:: Problem description ::
Beginning with the line where "the short brown" appears, repeat every remaining line of the entries exactly, the last line included.

:: Material for the task ::
----------

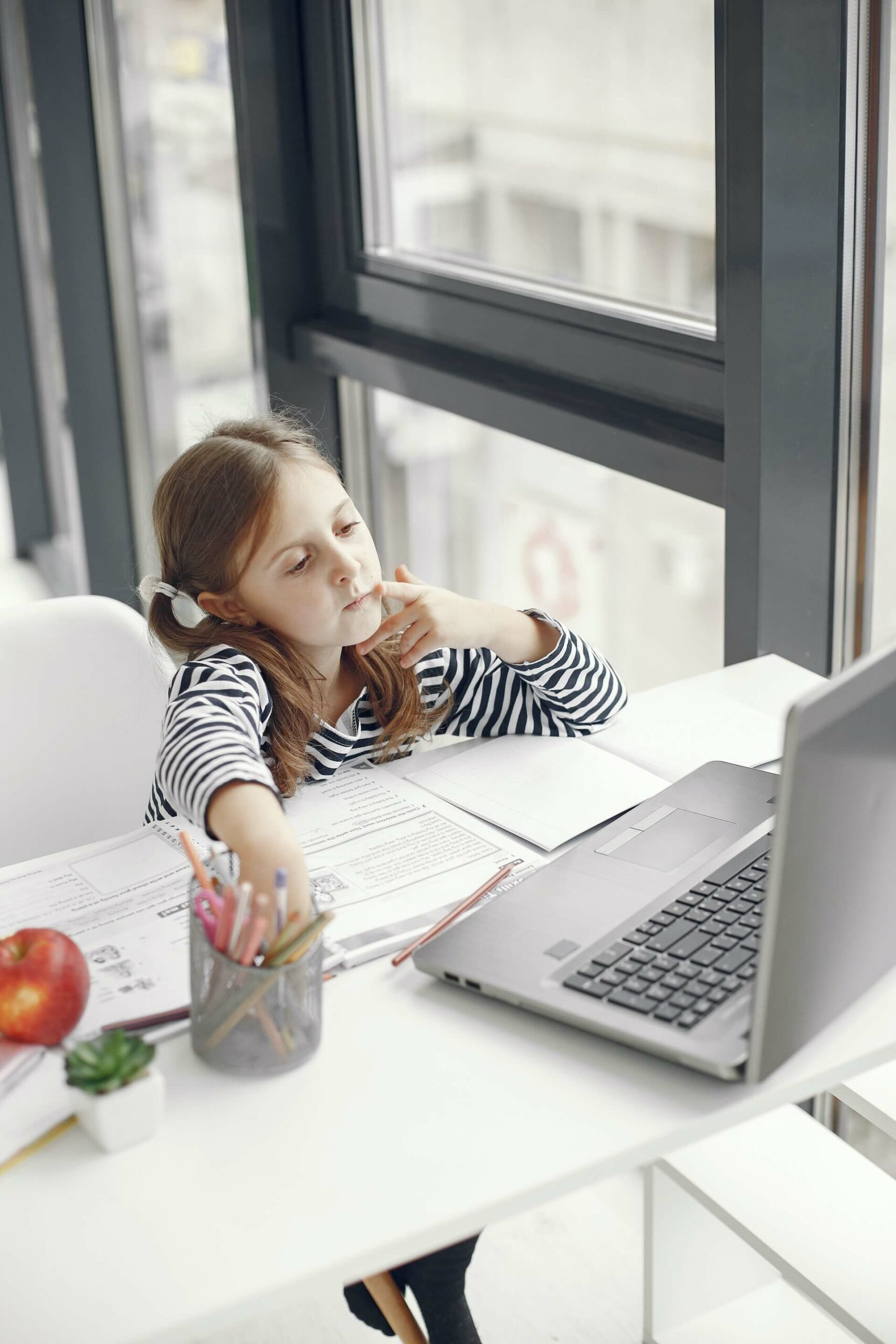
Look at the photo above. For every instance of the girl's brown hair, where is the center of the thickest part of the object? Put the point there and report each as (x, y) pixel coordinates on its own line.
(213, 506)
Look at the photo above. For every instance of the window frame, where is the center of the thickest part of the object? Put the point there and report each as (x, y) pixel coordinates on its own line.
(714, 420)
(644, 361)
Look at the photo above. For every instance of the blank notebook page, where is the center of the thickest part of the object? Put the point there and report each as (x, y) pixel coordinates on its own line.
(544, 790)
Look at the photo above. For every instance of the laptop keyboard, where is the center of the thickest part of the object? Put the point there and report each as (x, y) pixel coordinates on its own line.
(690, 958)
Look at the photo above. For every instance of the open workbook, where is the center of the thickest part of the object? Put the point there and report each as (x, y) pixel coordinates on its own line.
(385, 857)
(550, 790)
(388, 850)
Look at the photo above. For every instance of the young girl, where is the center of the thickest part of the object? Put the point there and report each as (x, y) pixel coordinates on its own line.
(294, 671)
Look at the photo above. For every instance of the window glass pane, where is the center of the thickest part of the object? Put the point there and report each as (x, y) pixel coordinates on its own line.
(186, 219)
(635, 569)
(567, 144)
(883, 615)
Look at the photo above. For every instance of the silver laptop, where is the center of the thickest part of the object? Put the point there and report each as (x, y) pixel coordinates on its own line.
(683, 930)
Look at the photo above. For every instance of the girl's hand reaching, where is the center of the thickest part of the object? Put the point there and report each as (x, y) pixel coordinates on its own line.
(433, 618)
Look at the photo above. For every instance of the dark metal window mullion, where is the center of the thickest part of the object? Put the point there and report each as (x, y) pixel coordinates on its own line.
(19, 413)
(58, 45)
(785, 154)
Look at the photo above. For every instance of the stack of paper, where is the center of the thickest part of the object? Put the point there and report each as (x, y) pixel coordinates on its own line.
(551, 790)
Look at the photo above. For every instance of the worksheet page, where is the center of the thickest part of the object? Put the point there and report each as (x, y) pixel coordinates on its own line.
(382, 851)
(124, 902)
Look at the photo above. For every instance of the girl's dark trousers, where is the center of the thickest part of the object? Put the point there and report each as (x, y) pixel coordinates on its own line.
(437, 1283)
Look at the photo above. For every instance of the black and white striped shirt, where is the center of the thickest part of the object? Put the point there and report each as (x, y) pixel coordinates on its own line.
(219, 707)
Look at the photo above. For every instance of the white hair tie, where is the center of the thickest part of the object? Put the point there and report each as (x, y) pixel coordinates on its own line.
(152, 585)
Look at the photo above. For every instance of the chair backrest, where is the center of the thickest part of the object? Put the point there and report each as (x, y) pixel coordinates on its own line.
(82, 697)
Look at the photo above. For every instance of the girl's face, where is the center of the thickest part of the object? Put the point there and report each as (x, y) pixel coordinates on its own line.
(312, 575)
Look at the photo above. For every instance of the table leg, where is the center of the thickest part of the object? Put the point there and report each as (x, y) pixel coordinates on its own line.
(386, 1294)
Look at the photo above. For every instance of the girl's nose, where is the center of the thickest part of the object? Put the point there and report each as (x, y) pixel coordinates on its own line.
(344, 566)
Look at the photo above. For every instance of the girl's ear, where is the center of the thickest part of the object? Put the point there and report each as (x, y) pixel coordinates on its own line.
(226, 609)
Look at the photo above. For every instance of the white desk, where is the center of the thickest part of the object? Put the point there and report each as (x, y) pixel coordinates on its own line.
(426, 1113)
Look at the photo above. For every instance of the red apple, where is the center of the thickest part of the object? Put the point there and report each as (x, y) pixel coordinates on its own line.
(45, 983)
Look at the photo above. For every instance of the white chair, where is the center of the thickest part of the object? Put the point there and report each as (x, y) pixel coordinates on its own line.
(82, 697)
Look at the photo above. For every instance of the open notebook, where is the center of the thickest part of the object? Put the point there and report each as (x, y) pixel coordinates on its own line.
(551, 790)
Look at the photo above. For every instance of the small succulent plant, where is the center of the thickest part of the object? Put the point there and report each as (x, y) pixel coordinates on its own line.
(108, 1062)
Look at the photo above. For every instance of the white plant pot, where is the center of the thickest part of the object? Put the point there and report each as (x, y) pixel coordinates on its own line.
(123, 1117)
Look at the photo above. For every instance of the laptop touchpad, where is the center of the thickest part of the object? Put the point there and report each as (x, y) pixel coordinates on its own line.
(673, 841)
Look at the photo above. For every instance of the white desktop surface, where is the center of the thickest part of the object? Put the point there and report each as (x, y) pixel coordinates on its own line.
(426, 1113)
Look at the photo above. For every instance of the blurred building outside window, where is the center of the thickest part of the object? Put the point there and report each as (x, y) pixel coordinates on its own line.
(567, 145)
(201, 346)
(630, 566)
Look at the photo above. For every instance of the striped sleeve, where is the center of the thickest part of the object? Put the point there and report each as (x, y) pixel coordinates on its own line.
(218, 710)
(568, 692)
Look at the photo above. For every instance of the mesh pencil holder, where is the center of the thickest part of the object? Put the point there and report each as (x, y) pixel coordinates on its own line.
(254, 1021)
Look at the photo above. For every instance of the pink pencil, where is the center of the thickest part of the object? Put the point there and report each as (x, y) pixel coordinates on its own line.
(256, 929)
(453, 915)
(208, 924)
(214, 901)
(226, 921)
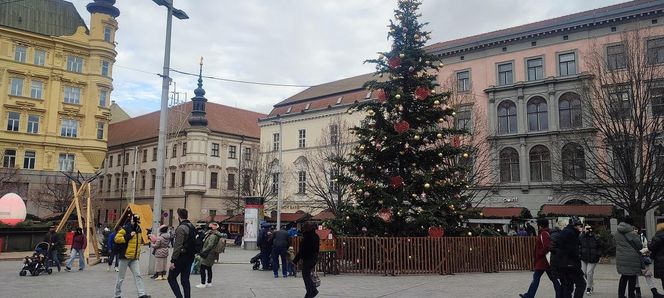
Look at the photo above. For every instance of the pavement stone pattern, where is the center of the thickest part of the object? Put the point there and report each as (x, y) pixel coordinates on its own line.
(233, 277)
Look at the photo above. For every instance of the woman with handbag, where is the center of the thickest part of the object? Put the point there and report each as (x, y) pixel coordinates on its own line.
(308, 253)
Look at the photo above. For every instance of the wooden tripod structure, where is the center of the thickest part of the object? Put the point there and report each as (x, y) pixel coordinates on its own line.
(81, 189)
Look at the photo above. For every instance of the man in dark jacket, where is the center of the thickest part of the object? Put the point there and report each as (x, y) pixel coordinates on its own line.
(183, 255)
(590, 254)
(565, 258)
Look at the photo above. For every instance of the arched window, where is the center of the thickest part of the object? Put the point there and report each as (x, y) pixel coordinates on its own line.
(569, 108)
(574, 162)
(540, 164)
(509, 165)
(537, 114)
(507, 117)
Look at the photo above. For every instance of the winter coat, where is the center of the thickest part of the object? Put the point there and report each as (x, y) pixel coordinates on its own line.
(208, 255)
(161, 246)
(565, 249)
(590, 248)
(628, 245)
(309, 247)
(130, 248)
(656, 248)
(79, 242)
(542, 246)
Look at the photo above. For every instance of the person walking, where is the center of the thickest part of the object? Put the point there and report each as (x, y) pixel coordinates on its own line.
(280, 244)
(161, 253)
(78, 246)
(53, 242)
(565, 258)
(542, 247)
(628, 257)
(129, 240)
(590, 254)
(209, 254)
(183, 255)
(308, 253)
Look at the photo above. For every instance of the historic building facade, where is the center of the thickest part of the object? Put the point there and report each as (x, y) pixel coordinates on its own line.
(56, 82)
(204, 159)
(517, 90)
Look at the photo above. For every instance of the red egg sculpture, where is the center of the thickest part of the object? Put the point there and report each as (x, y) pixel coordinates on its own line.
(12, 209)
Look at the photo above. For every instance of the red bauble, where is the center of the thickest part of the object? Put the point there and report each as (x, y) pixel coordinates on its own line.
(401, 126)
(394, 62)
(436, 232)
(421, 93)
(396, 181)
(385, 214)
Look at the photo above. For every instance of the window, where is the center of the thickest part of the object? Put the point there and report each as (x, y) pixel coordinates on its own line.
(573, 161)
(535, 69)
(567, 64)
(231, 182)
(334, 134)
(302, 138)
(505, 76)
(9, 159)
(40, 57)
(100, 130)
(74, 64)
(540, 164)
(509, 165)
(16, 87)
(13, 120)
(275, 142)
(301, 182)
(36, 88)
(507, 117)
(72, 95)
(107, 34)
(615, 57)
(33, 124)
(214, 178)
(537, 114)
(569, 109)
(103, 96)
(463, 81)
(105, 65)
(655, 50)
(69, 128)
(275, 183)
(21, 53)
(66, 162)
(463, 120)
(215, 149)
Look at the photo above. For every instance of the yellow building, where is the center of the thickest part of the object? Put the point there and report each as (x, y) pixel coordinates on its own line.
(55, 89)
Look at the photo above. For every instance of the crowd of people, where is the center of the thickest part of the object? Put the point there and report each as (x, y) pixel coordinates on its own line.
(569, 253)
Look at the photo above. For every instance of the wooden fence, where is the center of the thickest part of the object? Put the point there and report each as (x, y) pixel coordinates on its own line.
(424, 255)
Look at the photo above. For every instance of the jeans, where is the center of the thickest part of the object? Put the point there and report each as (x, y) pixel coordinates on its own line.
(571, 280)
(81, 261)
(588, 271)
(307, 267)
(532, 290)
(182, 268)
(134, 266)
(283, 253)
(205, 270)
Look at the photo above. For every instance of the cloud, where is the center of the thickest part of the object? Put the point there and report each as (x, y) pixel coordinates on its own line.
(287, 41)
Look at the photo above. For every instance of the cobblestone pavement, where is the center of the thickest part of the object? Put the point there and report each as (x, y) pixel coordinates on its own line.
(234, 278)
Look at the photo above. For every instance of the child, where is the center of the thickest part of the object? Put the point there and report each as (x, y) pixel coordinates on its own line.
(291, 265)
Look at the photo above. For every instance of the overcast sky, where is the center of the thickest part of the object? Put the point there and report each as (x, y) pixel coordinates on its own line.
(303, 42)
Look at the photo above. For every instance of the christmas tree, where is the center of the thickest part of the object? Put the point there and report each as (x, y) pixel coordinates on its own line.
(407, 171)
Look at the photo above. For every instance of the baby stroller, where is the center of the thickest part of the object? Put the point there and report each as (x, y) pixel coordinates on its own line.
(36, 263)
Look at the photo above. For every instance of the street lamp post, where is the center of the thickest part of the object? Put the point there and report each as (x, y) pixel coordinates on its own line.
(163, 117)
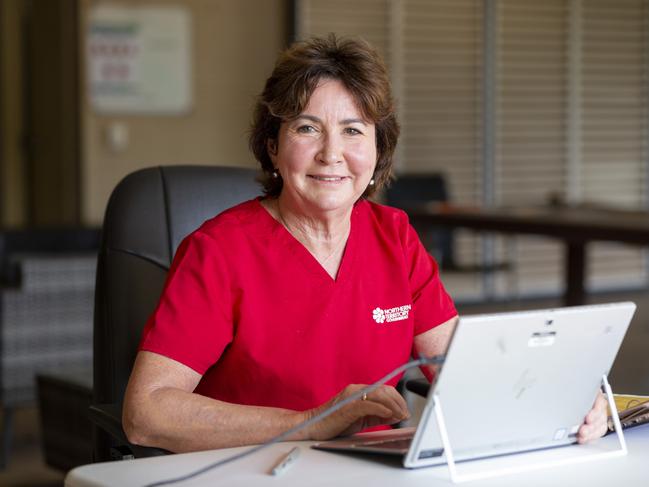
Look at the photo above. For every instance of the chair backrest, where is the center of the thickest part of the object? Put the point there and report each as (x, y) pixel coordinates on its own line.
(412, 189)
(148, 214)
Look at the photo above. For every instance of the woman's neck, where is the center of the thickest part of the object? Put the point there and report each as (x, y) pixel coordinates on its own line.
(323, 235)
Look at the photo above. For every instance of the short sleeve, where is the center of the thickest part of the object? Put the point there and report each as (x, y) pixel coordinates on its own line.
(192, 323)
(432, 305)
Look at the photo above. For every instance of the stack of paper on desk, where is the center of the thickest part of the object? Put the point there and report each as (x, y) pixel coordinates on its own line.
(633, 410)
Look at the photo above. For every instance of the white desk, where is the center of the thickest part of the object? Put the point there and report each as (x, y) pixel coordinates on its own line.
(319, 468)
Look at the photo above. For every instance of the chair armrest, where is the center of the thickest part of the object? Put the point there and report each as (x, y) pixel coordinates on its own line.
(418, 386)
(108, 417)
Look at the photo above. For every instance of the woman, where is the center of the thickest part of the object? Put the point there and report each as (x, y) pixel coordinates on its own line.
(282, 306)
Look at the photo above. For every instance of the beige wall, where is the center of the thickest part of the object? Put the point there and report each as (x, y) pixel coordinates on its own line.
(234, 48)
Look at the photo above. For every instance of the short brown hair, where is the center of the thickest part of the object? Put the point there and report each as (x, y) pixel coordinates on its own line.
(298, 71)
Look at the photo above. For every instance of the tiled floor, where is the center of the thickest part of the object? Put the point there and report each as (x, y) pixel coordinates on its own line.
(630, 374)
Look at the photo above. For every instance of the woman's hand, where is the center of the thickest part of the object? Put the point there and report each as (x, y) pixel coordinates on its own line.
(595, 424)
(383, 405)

----------

:: Output of the exercise ::
Look at the photo above. For every instance of the short brown hair, where is the center of the thickest part of the object? Put the point there and report each as (x, y) pixel coordinates on its own line.
(298, 71)
Look at the photo above. For every instance of the tiled floor, where is the center of the thickest part of the object? Put the point there and report each as (x, y) pixel coordinates on its own line.
(630, 374)
Look at the photo above. For every instance of the woman's hand, where is the center of the thickest part of the object? Put the point there and report each as (x, y) pixel coordinates on its own line.
(595, 424)
(383, 405)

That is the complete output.